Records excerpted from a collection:
---+---

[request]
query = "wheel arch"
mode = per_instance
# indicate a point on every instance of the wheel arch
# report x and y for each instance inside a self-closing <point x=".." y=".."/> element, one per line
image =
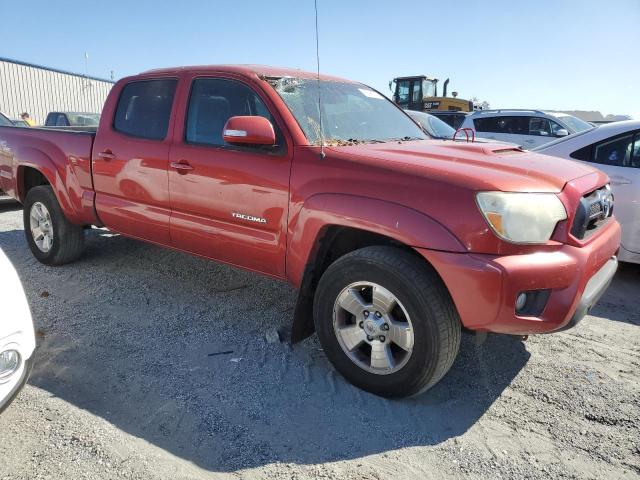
<point x="35" y="169"/>
<point x="329" y="226"/>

---+---

For this exercise, retype the data above exactly and skip every image.

Task response:
[request]
query = "wheel arch"
mode = per_instance
# indicate a point on every instance of the wheel arch
# report x and y for each instance inside a self-closing <point x=".." y=".."/> element, one per line
image =
<point x="35" y="169"/>
<point x="329" y="226"/>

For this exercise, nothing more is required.